Give the lines below, from the one that contains "Place one keypoint on each instance of the man's" through the end of the entries, as a JSON list of strings with one string per line. Omit blank lines.

-- Begin DATASET ENTRIES --

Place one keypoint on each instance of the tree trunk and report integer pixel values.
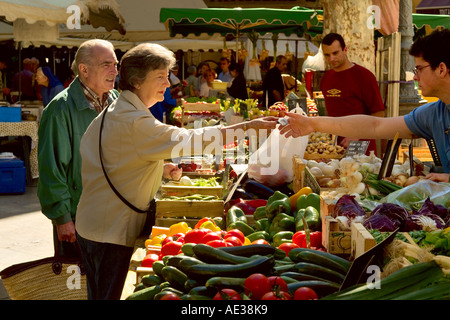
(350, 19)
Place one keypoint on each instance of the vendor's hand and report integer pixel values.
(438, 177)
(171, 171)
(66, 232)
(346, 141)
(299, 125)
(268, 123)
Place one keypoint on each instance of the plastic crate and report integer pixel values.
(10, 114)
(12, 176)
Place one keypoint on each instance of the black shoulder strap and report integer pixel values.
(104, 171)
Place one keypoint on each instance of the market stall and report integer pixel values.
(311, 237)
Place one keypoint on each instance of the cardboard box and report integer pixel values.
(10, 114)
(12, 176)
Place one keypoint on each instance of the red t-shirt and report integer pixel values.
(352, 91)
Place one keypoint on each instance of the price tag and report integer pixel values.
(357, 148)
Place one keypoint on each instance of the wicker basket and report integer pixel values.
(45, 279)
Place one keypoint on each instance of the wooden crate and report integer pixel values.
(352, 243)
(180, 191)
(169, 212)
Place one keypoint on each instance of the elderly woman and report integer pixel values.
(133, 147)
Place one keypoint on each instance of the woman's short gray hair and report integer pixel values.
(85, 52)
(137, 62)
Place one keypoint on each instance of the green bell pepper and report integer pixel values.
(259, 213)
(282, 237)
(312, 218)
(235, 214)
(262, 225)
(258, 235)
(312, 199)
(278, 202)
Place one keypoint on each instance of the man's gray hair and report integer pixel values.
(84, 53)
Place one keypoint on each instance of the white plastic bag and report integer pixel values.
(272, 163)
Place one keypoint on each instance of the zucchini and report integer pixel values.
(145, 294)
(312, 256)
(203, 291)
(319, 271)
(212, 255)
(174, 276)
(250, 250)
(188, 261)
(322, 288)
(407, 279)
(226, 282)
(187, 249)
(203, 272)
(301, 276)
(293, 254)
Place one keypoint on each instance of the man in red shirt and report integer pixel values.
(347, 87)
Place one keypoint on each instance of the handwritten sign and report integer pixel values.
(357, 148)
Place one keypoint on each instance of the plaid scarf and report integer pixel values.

-- End DATASET ENTRIES --

__EXERCISE OUTPUT__
[
  "Place one keypoint on each instance of the man's gray hair and report integer pixel values.",
  "(84, 53)",
  "Place one keypoint on each instance of the white plastic bag and report integer pixel values.",
  "(272, 163)",
  "Place one keypoint on each instance of the zucchini and report integer pixel values.",
  "(145, 294)",
  "(312, 256)",
  "(203, 291)",
  "(319, 271)",
  "(212, 255)",
  "(174, 276)",
  "(250, 250)",
  "(188, 261)",
  "(322, 288)",
  "(407, 279)",
  "(226, 282)",
  "(187, 249)",
  "(203, 272)",
  "(301, 276)",
  "(293, 254)",
  "Place one keypoint on each instance of the man in red shirt and report integer pixel values.",
  "(347, 87)",
  "Place one keypoint on each instance of the handwritten sign and report integer pixel values.",
  "(357, 148)",
  "Place one keypoint on each instance of the plaid scarf and report integer pixel values."
]